▸ **Assignment A**: From the text on sports for children with special needs, list every sport or activity it names as something these children can do.
▸ **Assignment B**: Pick up the text on sports for children with special needs after its final sentence and carry it forward.

▸ **Text excerpt**:
========
All children can benefit from the exercise, energy release, and pure enjoyment of playing sports. This includes children with special needs.
About 9 in 50 children in the U.S. have a disability or chronic health problem. Children with special needs are sometimes not encouraged to exercise. Their parents or guardians may fear they'll get hurt. But physical activity is as important for children with special needs as it is for any child.
Participating in sports can help boost self-confidence. It can also improve skills in relationship building and working as part of a team. And it can help in managing weight. This is a common problem among today's kids.
The benefits of regular physical activity are many:
Better overall fitness
Improved cognitive health
Better control of weight
Healthier bone density
Better emotional and psychological health
Improved social skills
Improved motor skills
Reduced risk for diseases, such as diabetes
Just about any sport or activity can be altered to give children with special needs the cardiovascular, flexibility, and strength-training benefits that allow kids to stay healthy and fit. Children in wheelchairs, for instance, can play basketball or tennis. Children who can't use their limbs or those with mental disabilities can enjoy the therapeutic benefits of horseback riding.
========
▸ **Data for analysis**:
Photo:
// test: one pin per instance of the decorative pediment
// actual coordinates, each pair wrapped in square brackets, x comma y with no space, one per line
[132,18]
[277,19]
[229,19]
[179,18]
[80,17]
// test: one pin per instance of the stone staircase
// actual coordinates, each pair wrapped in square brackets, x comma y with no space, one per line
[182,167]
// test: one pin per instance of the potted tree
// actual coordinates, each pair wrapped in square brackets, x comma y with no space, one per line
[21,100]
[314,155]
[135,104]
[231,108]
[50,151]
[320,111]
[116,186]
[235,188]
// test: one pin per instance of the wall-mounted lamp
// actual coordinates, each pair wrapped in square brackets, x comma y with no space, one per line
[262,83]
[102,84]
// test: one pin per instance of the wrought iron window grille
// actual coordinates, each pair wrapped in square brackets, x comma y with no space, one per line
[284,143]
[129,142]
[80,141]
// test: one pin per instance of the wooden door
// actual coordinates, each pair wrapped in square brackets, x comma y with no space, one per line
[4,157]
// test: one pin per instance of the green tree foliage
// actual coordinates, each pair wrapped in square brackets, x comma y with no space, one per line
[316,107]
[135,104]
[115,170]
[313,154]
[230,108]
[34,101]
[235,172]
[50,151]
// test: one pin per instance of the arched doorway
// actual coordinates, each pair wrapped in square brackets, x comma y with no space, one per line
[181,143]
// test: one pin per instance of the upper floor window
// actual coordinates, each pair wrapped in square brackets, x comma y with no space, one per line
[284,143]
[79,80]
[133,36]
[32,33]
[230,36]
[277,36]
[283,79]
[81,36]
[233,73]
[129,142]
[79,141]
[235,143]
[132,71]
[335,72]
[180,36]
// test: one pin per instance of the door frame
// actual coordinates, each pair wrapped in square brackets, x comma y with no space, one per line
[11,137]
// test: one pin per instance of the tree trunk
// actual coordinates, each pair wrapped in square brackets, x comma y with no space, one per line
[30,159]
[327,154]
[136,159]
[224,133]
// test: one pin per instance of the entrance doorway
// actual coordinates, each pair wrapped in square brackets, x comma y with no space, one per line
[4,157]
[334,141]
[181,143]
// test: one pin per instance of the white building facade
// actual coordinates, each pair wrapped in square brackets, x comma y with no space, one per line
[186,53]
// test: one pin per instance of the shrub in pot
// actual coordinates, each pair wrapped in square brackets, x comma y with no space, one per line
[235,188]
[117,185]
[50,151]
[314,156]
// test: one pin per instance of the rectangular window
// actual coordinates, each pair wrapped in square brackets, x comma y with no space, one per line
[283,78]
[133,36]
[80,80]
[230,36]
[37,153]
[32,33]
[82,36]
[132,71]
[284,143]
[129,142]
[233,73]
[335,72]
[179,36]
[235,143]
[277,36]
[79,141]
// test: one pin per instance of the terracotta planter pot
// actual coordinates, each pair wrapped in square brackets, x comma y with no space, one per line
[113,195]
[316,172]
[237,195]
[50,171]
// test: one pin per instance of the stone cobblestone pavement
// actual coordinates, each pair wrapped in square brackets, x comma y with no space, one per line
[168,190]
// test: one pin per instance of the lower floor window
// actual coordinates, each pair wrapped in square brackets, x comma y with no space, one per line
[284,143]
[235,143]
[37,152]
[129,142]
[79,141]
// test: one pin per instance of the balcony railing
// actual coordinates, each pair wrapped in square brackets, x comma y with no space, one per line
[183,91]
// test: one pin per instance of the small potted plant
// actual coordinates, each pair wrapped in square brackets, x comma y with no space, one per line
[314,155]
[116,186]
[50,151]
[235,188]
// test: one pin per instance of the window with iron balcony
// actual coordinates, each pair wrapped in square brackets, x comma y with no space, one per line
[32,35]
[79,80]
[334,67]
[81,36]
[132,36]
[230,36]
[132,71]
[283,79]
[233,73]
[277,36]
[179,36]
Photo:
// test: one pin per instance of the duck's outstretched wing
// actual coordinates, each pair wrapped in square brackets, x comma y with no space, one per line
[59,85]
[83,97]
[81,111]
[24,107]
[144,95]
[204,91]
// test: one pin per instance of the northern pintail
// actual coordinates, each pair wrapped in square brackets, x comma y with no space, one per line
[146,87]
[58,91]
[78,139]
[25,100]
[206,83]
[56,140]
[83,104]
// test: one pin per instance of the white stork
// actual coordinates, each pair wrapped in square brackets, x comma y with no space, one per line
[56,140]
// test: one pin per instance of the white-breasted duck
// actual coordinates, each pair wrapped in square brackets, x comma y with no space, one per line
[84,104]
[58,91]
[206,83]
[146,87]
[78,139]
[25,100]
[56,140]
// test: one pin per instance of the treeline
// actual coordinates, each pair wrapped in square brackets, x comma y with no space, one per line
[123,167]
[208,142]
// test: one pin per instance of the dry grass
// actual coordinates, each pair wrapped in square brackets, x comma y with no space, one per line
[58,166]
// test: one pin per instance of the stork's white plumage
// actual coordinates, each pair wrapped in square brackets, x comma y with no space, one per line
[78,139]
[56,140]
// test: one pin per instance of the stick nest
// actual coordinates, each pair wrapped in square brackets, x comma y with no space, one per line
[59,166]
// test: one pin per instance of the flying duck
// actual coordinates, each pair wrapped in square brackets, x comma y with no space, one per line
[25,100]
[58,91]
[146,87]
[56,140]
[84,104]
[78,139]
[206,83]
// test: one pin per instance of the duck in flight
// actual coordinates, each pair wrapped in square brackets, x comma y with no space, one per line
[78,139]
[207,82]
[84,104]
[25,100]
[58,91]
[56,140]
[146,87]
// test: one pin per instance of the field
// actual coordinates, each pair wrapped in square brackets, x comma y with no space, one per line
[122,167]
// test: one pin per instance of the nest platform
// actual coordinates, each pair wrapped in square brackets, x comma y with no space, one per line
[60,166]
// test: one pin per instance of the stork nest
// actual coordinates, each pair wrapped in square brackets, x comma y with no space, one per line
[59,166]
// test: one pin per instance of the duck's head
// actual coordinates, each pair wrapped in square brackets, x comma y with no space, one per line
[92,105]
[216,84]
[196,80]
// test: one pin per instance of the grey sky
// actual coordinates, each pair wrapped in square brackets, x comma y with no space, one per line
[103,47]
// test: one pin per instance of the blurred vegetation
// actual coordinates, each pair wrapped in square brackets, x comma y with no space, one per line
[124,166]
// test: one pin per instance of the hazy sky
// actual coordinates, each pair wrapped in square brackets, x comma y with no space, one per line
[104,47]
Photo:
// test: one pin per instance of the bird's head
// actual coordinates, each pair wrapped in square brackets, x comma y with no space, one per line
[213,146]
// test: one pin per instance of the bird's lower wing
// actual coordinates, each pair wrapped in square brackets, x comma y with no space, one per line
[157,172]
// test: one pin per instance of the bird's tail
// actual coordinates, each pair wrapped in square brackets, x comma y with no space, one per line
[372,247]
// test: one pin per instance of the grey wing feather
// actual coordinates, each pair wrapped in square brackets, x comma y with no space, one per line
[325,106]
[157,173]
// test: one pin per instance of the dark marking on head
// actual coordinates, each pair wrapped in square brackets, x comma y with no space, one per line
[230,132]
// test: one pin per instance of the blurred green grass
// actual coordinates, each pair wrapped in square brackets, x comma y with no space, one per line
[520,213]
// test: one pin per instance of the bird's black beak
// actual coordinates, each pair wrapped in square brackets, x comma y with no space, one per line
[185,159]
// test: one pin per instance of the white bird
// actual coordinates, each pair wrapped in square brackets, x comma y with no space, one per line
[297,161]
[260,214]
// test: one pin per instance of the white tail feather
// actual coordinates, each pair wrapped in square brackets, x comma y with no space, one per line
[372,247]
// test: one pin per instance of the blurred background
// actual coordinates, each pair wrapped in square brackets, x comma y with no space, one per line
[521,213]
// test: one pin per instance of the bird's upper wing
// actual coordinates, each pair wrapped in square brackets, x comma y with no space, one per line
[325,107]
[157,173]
========
▸ **Answer area A**:
Basketball
Tennis
Horseback riding

▸ **Answer area B**:
Sports and activities especially good for children with special needs are:
Some sports don't need any changes. For instance, the buoyancy felt in the water while swimming offers a sense of freedom for children who use wheelchairs. Other activities can be changed to make them a better fit. Therapeutic riding programs, for instance, can help children learn to ride a horse with correct instruction. Also, these programs use special devices to keep children safe, whatever their special needs might be. Competition-level participation is available, too. There are a variety of wheelchair sports teams and leagues. A child can also take part in the Special Olympics.
Parents of children with special needs should encourage participation in sports and physical activity in general. Don't approach sports as something they can't do. Rather, guide them toward taking part in sports in which they can succeed and have fun doing so.
See to it that your child gets a complete physical exam. It helps make sure your child is healthy enough to play the desired sport. Also make sure that the coach understands your child's disability. He or she needs to know how it might affect the way your child plays or takes instruction. The coach needs to know how to correctly talk and work with your child to make sports participation the positive, safe, and healthy experience it should be.